**What this task involves**.
Locate every line below that contains the string "gull" and copy each of those lines.

— Begin Source data —

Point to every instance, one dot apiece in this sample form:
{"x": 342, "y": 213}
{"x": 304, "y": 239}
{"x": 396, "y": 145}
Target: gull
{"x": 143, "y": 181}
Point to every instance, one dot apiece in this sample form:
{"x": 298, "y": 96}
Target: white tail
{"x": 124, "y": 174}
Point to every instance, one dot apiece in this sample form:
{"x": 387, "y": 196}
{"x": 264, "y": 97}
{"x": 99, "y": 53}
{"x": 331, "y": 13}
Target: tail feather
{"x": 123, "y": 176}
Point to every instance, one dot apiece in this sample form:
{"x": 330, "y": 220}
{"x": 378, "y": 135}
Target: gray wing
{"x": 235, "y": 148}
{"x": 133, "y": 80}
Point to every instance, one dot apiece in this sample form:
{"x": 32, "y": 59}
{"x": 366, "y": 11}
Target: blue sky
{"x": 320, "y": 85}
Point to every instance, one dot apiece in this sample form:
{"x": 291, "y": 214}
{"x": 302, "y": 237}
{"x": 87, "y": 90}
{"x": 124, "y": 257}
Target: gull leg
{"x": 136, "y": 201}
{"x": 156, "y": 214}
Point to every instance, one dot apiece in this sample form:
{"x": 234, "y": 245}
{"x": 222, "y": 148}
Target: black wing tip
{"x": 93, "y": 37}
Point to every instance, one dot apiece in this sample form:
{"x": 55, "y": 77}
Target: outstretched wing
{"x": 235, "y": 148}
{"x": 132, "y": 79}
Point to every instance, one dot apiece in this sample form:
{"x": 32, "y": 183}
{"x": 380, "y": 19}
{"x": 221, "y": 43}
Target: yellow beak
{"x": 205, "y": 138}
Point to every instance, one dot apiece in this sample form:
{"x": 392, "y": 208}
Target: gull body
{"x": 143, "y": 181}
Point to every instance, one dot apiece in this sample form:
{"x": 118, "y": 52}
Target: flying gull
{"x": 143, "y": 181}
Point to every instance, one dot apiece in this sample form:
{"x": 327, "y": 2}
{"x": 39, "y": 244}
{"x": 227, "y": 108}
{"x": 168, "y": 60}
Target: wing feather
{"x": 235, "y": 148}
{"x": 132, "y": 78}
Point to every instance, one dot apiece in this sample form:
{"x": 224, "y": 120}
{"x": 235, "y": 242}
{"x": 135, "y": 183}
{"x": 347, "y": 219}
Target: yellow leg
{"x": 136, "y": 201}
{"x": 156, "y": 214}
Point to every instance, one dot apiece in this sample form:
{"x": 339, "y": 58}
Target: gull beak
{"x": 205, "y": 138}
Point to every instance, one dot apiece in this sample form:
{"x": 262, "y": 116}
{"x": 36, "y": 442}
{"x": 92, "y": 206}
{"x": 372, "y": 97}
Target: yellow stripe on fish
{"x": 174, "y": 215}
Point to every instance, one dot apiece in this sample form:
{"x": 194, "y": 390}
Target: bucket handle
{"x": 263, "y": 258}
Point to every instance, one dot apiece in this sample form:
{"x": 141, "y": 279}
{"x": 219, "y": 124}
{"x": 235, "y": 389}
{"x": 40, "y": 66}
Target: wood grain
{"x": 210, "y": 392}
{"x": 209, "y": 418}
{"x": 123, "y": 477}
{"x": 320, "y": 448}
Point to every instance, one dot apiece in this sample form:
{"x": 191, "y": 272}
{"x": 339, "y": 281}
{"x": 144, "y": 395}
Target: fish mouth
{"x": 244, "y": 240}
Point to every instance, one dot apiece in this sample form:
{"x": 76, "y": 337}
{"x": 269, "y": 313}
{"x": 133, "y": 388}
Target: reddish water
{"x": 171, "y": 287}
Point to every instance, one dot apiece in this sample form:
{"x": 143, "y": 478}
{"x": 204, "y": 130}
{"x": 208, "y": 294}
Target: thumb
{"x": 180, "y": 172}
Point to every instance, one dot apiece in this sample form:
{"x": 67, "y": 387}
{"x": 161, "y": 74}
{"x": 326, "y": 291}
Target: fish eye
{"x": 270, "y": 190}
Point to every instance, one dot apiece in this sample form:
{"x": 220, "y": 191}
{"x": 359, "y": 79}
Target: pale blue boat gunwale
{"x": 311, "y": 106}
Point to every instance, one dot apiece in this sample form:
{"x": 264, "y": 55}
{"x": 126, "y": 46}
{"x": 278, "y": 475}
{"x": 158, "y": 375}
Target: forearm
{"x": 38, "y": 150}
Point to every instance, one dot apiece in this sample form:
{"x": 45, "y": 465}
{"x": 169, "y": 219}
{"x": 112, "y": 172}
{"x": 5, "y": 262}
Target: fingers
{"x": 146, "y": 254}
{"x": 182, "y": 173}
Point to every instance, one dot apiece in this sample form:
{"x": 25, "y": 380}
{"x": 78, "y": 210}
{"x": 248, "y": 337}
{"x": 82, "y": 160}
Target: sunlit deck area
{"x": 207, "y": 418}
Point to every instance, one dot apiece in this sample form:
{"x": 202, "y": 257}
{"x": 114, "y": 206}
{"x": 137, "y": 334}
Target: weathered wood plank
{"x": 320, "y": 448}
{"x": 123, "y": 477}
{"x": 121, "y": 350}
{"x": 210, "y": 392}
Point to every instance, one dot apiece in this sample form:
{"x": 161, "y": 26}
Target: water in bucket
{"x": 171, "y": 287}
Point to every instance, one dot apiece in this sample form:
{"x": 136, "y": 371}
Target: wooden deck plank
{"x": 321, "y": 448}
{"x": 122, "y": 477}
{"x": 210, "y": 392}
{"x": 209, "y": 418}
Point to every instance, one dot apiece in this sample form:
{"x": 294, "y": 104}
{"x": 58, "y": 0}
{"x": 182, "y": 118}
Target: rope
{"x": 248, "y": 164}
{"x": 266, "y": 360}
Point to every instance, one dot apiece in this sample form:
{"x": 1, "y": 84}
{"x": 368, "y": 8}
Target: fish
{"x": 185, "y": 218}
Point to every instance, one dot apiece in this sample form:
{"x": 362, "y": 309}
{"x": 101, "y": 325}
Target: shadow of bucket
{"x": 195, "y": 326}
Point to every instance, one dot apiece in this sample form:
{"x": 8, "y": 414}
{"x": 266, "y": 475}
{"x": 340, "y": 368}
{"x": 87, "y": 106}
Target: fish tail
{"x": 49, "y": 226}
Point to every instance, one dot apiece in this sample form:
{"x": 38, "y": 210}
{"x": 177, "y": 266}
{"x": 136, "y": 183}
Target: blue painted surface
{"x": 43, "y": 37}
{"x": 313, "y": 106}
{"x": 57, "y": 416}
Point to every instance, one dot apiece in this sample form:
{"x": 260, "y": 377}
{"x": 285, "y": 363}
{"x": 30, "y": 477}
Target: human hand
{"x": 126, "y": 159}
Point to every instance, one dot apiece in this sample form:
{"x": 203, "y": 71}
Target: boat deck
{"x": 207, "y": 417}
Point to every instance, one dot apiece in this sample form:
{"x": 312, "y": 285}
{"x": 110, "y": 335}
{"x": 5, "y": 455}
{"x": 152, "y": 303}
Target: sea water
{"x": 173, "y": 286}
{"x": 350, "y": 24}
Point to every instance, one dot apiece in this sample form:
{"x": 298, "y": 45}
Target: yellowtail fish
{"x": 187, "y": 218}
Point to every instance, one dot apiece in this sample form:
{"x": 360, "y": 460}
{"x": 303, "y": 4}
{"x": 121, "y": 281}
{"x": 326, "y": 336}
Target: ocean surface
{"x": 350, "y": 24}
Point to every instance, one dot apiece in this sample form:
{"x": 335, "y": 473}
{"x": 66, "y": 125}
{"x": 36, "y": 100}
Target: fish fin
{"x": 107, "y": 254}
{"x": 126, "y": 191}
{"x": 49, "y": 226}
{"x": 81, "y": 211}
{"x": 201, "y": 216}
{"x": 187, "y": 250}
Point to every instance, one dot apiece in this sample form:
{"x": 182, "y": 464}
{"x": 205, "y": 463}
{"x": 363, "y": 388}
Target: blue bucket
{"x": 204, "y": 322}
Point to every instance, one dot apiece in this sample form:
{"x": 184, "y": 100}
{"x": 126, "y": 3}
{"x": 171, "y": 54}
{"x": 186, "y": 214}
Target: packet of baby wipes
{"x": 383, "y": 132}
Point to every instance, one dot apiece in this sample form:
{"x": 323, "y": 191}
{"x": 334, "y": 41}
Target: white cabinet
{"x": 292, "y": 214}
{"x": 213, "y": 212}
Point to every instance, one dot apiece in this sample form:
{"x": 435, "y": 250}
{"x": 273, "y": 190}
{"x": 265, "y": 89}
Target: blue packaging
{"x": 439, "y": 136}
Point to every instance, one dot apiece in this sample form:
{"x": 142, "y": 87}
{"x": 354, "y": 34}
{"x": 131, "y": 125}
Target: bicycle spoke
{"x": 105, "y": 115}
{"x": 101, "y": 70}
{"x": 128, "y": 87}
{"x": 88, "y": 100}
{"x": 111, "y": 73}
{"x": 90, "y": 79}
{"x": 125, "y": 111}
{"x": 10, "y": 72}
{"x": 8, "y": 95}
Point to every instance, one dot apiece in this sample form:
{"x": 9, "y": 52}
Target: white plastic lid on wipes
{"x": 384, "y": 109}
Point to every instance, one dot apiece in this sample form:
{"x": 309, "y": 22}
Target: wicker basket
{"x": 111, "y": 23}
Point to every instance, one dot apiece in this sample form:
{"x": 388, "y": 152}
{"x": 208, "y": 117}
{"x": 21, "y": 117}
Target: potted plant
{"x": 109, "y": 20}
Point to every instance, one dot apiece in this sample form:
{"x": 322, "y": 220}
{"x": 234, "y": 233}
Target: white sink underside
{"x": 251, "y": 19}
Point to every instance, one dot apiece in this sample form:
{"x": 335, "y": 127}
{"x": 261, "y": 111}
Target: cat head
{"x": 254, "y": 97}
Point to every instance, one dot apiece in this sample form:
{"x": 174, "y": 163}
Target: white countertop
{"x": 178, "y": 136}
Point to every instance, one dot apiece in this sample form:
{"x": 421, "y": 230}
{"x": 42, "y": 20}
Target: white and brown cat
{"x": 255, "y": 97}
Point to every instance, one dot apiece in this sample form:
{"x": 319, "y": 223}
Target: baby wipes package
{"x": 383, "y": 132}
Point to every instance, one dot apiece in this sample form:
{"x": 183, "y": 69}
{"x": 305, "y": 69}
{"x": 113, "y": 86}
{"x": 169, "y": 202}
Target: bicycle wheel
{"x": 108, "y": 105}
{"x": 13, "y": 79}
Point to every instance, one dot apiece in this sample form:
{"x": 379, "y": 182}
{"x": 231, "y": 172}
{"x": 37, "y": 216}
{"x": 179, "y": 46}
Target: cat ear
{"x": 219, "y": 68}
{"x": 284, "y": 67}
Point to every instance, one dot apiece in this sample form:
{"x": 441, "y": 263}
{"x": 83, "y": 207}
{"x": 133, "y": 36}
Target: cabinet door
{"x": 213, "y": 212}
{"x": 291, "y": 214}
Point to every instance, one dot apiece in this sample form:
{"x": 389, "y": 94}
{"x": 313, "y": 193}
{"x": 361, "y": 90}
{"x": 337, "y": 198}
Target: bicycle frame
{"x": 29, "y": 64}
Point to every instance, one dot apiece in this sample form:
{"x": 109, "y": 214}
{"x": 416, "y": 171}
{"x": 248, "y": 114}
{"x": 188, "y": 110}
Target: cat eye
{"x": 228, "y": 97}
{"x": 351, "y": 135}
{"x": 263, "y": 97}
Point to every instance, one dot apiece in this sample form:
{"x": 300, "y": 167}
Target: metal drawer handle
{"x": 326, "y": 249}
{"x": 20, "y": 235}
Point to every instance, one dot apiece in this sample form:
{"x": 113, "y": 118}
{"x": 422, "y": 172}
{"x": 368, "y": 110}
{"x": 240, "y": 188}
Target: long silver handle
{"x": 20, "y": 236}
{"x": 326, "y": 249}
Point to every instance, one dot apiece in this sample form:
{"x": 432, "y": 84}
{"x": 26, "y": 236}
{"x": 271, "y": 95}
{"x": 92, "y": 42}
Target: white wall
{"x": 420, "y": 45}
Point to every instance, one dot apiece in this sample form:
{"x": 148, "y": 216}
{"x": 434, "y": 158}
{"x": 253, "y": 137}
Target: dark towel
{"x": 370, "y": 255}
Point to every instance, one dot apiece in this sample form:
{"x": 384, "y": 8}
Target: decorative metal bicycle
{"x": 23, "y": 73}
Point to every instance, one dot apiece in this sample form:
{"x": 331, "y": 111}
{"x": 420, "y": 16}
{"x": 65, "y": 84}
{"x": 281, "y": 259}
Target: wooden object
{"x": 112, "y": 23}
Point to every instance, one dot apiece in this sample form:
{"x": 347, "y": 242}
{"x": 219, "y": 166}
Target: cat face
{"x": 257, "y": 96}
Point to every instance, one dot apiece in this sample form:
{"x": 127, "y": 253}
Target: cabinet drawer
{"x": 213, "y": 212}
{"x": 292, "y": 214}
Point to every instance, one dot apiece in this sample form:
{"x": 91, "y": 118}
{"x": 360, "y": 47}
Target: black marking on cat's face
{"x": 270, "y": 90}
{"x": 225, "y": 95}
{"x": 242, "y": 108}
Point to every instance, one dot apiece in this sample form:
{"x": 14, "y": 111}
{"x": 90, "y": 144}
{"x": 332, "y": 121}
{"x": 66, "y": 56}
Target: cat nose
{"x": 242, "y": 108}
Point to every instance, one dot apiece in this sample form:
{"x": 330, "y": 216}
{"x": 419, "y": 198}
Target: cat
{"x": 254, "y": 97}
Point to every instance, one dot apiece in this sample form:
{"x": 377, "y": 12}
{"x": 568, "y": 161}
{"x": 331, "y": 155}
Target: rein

— End Source data —

**Answer below**.
Target: gull
Target: gull leg
Target: gull body
Target: flying gull
Target: gull beak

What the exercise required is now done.